[Natural language region descriptions]
+ + + + +

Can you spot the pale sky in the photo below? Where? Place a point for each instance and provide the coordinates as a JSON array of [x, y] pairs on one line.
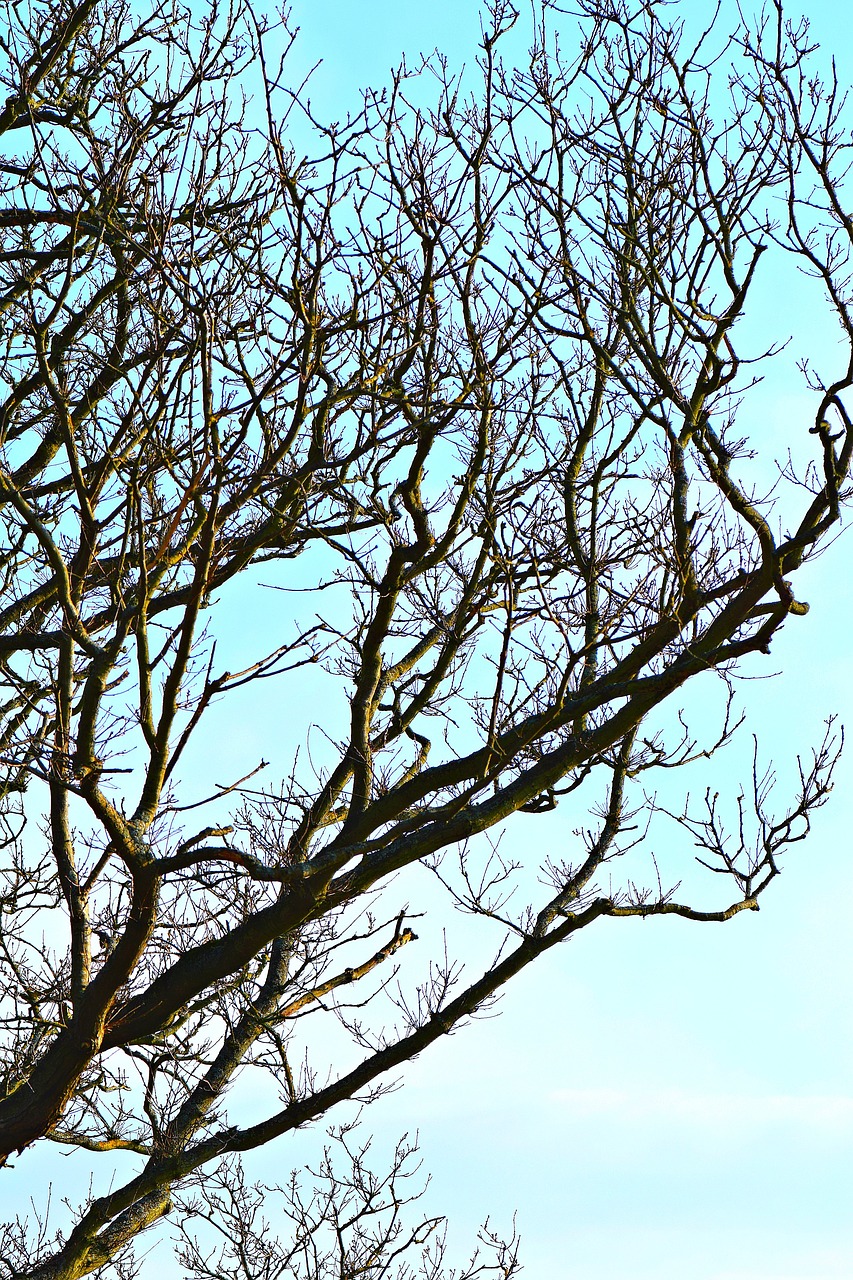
[[660, 1100]]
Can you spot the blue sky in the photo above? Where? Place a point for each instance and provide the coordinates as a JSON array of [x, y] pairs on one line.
[[658, 1100]]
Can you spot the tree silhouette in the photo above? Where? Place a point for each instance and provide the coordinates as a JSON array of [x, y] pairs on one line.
[[470, 360]]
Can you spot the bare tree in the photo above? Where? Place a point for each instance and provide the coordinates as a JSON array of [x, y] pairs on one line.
[[470, 360]]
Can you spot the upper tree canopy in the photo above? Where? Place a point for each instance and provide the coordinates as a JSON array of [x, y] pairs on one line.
[[473, 356]]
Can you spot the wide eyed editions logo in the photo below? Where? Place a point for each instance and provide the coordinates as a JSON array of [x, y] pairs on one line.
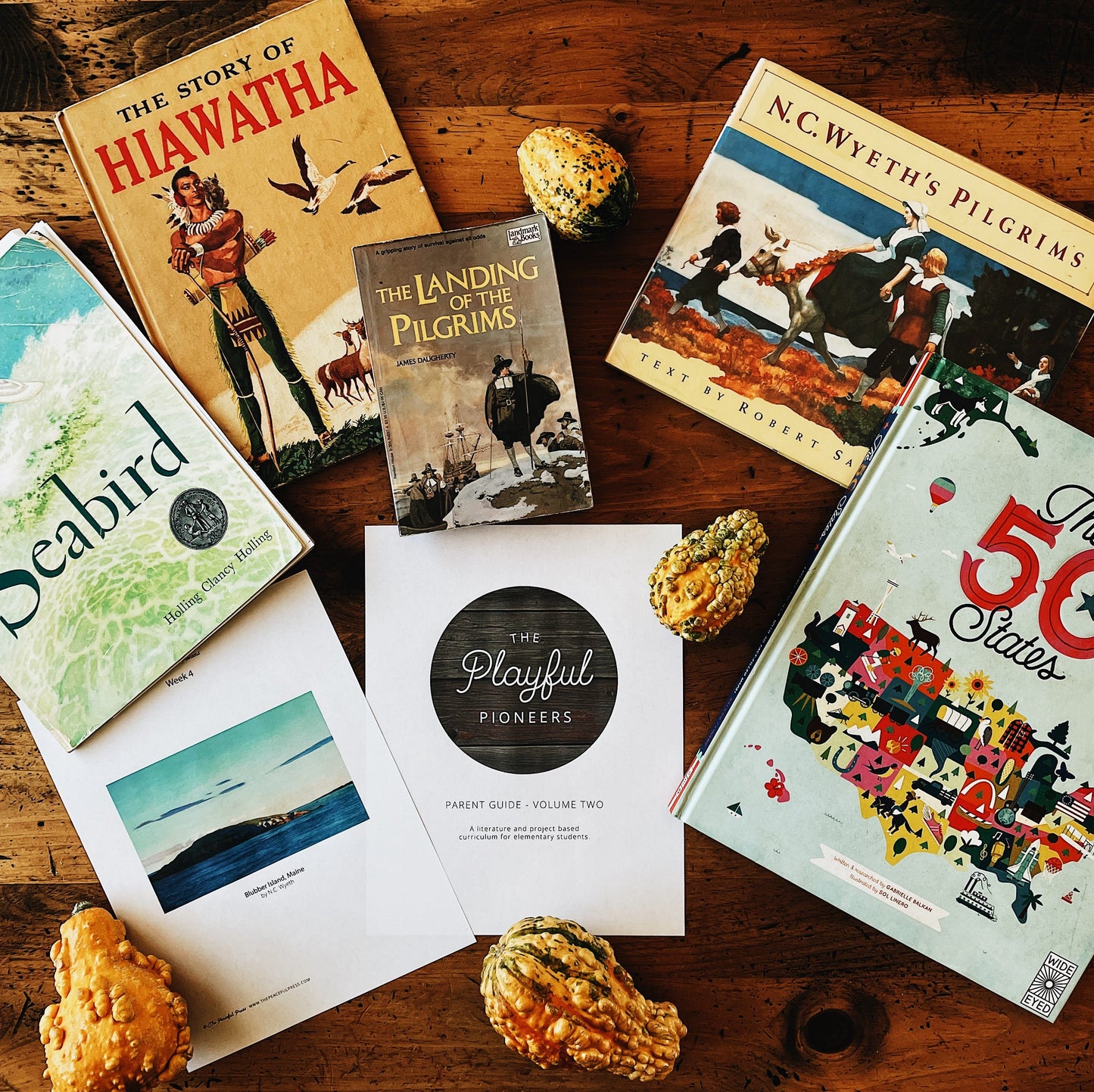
[[523, 680]]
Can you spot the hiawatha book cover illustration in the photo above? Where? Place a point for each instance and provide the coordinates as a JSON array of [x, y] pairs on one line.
[[821, 250], [231, 185], [130, 529], [477, 400], [920, 708]]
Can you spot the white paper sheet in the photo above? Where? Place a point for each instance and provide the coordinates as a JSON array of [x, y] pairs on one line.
[[592, 838], [326, 904]]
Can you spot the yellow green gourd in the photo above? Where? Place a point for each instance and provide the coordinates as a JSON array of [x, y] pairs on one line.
[[557, 996], [578, 182]]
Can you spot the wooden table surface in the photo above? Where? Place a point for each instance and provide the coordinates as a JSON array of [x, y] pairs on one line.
[[777, 988]]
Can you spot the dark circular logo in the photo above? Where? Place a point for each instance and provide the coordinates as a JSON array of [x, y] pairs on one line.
[[523, 680], [198, 518]]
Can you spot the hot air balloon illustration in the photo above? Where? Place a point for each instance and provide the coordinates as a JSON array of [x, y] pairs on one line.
[[942, 490]]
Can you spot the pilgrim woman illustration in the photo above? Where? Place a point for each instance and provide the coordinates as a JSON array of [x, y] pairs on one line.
[[857, 295]]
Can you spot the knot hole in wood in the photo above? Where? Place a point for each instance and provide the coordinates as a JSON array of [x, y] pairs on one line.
[[835, 1025]]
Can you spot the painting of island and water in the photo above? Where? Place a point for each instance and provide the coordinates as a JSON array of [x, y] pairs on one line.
[[238, 801]]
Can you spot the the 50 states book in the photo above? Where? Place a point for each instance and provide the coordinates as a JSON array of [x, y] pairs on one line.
[[231, 185], [821, 250], [130, 528], [472, 369], [912, 742]]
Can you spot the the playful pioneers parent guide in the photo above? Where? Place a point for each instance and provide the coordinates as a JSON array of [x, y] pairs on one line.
[[231, 185], [823, 251], [912, 742]]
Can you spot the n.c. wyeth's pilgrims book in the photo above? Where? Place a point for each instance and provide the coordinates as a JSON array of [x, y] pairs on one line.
[[231, 185], [821, 250], [132, 529], [472, 369], [920, 708]]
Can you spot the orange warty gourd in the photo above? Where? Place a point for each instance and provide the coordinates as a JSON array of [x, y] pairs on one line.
[[557, 996], [118, 1025], [706, 580]]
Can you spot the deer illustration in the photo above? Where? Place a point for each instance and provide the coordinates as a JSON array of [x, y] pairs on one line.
[[921, 636], [347, 374]]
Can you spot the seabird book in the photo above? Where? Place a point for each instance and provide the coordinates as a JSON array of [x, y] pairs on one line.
[[260, 838], [472, 371], [231, 185], [823, 251], [912, 742], [132, 529]]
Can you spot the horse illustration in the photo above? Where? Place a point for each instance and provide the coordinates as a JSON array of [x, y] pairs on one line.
[[777, 256]]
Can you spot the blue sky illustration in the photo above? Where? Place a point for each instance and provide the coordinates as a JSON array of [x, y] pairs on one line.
[[841, 202], [267, 765], [37, 287]]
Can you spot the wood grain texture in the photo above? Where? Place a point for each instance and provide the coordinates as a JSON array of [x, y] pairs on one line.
[[1007, 81]]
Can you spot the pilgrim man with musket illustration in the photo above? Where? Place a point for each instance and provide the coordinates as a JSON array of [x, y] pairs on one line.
[[516, 405]]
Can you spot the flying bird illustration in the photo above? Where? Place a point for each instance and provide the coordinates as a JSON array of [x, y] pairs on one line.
[[890, 550], [380, 175], [316, 188], [12, 390]]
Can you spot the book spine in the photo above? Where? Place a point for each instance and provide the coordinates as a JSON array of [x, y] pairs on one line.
[[372, 327], [73, 145], [680, 797]]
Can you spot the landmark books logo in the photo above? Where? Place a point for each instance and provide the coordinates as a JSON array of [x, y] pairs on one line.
[[1049, 984]]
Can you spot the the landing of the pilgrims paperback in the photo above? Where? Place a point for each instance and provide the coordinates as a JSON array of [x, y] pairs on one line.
[[231, 185], [472, 372], [821, 250]]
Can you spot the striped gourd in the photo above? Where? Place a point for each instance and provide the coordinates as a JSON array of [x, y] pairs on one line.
[[557, 996]]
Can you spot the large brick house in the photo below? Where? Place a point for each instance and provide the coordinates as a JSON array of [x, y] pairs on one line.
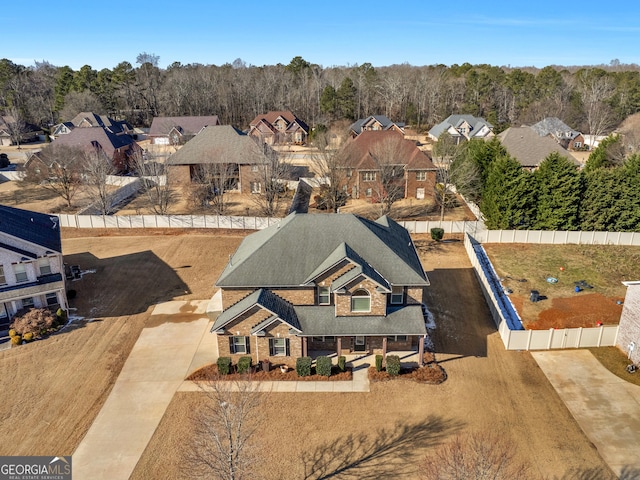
[[368, 156], [243, 157], [322, 282], [279, 127], [31, 266]]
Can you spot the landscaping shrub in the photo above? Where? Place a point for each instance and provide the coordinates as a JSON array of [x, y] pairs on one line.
[[303, 366], [224, 365], [342, 360], [393, 365], [379, 359], [244, 365], [323, 366], [437, 234], [36, 321]]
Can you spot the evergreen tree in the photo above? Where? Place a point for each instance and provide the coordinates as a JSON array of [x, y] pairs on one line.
[[559, 192], [508, 197]]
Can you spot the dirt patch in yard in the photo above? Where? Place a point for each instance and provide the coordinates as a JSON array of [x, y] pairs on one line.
[[386, 432]]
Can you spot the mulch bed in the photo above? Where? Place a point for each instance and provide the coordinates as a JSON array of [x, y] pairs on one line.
[[430, 373], [209, 372]]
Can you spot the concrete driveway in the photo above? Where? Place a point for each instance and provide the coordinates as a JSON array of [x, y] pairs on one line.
[[163, 356], [605, 406]]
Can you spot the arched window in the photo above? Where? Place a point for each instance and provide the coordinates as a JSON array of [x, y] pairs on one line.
[[361, 301]]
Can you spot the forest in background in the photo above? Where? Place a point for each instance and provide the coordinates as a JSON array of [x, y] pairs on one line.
[[591, 99]]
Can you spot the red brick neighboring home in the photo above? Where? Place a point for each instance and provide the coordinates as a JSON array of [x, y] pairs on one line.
[[415, 170], [374, 123], [279, 127], [89, 120], [529, 148], [178, 130], [118, 148], [224, 145], [31, 264], [322, 283]]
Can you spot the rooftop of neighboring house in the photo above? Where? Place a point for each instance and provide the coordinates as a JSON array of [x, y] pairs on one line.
[[187, 125], [359, 150], [89, 137], [456, 121], [359, 125], [271, 118], [529, 148], [220, 144], [302, 247], [555, 127], [37, 228]]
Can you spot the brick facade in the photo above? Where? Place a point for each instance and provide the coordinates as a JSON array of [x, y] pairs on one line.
[[629, 328]]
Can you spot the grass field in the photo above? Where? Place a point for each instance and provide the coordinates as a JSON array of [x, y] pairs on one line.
[[602, 268]]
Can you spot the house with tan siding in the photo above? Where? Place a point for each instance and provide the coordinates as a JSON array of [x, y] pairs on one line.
[[318, 283]]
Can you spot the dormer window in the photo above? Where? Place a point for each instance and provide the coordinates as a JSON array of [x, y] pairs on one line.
[[324, 296], [361, 301]]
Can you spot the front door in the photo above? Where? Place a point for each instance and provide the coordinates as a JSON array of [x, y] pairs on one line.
[[360, 344]]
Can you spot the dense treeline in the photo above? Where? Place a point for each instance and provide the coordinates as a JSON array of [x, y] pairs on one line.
[[604, 196], [590, 99]]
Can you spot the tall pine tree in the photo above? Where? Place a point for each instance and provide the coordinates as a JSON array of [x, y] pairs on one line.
[[559, 193]]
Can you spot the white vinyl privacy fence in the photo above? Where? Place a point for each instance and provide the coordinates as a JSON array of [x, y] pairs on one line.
[[509, 324]]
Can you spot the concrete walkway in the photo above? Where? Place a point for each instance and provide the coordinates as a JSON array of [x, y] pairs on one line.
[[605, 406], [155, 368]]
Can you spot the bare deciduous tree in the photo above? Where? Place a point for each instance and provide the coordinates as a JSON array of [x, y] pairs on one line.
[[154, 184], [387, 155], [97, 170], [477, 456], [57, 168], [329, 164], [223, 444]]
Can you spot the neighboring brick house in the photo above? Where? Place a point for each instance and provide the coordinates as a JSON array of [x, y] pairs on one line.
[[31, 265], [89, 120], [555, 128], [120, 149], [374, 123], [319, 283], [227, 146], [416, 173], [462, 127], [529, 148], [279, 127], [178, 130], [628, 339]]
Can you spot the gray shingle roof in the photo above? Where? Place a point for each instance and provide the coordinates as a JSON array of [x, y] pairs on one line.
[[317, 321], [529, 148], [279, 307], [189, 125], [220, 144], [33, 227], [289, 253]]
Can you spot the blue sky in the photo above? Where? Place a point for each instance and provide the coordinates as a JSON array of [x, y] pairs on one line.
[[103, 34]]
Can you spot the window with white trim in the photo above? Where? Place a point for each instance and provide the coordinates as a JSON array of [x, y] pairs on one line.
[[51, 298], [44, 265], [361, 301], [239, 344], [20, 272], [397, 295], [324, 296], [279, 347]]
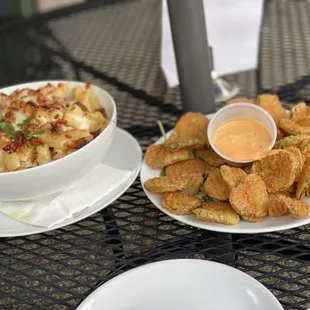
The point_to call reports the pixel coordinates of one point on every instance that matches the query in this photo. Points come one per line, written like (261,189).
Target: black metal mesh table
(116,45)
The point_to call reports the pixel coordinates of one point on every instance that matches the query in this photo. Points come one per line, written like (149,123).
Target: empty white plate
(182,284)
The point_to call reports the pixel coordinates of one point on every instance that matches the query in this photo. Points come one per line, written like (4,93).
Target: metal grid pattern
(116,45)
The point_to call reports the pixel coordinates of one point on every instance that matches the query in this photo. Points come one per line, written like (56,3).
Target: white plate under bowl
(270,224)
(123,143)
(182,284)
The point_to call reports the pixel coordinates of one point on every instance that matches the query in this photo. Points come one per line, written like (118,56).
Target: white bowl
(60,174)
(236,110)
(182,284)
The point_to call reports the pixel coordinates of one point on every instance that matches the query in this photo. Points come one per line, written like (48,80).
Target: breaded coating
(277,169)
(289,126)
(304,122)
(303,184)
(232,176)
(253,219)
(186,167)
(292,188)
(247,169)
(291,141)
(175,142)
(158,156)
(193,124)
(276,204)
(298,112)
(241,99)
(305,144)
(280,134)
(215,186)
(300,161)
(194,182)
(165,184)
(272,104)
(297,208)
(210,157)
(180,203)
(217,212)
(249,197)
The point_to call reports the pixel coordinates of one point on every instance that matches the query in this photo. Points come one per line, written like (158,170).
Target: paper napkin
(48,211)
(233,28)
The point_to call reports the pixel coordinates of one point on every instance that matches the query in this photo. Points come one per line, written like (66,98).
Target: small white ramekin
(237,110)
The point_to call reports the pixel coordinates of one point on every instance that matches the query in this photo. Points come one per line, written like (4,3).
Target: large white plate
(124,153)
(182,284)
(268,225)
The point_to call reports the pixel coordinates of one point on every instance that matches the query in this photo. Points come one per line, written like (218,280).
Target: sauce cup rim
(233,106)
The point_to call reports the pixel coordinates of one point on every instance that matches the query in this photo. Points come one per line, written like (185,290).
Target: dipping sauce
(243,138)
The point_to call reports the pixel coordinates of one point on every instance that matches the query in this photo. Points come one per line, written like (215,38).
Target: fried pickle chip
(187,167)
(247,169)
(165,184)
(304,122)
(215,187)
(180,203)
(249,197)
(297,208)
(241,99)
(175,142)
(193,125)
(280,134)
(272,104)
(232,176)
(298,112)
(289,126)
(217,212)
(253,219)
(276,204)
(303,184)
(300,161)
(291,141)
(194,182)
(277,169)
(158,156)
(210,157)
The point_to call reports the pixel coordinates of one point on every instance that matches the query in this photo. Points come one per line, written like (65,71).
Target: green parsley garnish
(162,129)
(10,130)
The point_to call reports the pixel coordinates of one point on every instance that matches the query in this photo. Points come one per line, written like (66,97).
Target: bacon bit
(77,144)
(88,85)
(10,117)
(102,111)
(56,125)
(16,144)
(81,105)
(96,133)
(34,141)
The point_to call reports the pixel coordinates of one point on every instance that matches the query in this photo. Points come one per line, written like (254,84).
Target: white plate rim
(255,228)
(117,193)
(203,263)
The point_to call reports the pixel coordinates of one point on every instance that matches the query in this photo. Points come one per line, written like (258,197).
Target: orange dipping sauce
(243,138)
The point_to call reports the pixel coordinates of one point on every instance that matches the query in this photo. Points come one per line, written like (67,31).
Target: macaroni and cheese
(43,125)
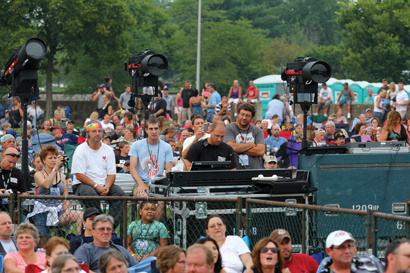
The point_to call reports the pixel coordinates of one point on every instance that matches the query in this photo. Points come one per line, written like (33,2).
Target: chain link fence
(310,225)
(182,220)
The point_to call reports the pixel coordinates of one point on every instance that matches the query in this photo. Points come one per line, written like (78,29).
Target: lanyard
(6,183)
(240,134)
(149,152)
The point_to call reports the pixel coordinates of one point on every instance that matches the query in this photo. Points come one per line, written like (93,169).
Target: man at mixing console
(212,148)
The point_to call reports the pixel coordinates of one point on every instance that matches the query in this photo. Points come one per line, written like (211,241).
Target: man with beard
(7,243)
(246,140)
(275,140)
(293,262)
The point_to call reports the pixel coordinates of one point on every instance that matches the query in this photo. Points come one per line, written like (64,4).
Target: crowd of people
(98,250)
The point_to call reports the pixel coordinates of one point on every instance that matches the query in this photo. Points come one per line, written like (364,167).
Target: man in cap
(340,138)
(94,171)
(368,114)
(293,262)
(66,138)
(340,246)
(270,162)
(8,141)
(70,127)
(397,256)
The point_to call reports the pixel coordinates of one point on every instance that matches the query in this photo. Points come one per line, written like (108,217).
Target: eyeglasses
(404,254)
(245,116)
(217,225)
(104,229)
(343,248)
(14,155)
(266,249)
(72,269)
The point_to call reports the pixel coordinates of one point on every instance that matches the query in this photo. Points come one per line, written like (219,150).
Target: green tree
(152,30)
(377,39)
(94,26)
(303,22)
(333,55)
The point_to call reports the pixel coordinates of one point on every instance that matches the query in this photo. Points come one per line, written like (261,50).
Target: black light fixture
(144,68)
(21,69)
(303,76)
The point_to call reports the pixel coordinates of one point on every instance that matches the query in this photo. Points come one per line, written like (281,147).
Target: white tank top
(380,105)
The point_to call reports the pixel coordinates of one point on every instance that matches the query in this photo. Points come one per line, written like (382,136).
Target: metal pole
(198,51)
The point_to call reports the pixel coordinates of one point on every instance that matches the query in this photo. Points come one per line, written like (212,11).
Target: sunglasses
(266,249)
(14,155)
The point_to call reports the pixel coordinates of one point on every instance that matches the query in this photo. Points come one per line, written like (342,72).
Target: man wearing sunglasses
(341,247)
(293,262)
(11,178)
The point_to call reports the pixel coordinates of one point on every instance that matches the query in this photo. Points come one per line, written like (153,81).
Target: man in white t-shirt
(94,171)
(402,101)
(7,243)
(325,99)
(108,127)
(198,124)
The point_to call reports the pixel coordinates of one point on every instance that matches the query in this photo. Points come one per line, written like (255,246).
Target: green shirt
(145,238)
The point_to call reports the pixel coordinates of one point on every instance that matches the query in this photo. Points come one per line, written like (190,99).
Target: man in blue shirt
(214,99)
(275,140)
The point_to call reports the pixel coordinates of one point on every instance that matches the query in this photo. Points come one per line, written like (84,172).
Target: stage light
(26,57)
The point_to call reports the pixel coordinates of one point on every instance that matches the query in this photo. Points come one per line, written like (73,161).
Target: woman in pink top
(27,238)
(178,105)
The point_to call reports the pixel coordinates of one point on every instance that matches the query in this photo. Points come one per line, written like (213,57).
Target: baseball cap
(338,237)
(90,212)
(271,158)
(339,135)
(94,125)
(6,137)
(279,234)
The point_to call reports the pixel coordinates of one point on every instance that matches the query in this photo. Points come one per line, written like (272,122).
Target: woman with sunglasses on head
(217,255)
(267,257)
(146,236)
(234,252)
(50,181)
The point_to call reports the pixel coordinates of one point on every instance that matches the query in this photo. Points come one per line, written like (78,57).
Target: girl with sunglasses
(267,257)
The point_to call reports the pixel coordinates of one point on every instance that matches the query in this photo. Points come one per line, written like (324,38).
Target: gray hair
(106,257)
(27,228)
(103,218)
(60,261)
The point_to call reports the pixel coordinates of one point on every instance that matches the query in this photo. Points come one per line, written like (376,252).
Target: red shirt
(301,263)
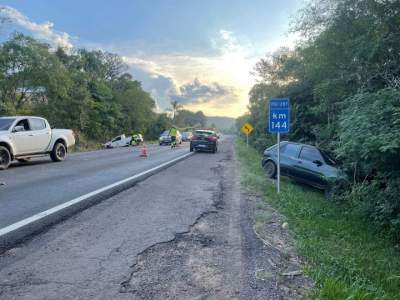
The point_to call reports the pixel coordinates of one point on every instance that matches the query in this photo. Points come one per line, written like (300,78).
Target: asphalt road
(90,254)
(183,233)
(36,186)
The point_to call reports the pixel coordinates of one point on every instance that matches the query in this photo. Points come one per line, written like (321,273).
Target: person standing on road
(172,134)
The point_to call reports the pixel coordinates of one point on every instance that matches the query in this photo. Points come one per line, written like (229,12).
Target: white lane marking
(41,215)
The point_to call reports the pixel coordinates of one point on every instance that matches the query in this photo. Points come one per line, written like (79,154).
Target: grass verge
(344,255)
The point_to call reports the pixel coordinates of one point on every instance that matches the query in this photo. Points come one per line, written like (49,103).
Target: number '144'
(279,125)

+ + + + +

EXERCISE: Only the lines from the one that contains "written like (79,154)." to the end of the entries above should be given again, exactly and in full.

TASK ANSWER:
The point_to call reports the pixel coordinates of one point on every instance that matches the query in this photo. Points come one per line, written like (79,154).
Target: grass verge
(344,255)
The point_to call reports the pixel coordinates of one point on every instance that matches the query in this photo. Points come one per line, written like (49,103).
Target: number '144'
(279,125)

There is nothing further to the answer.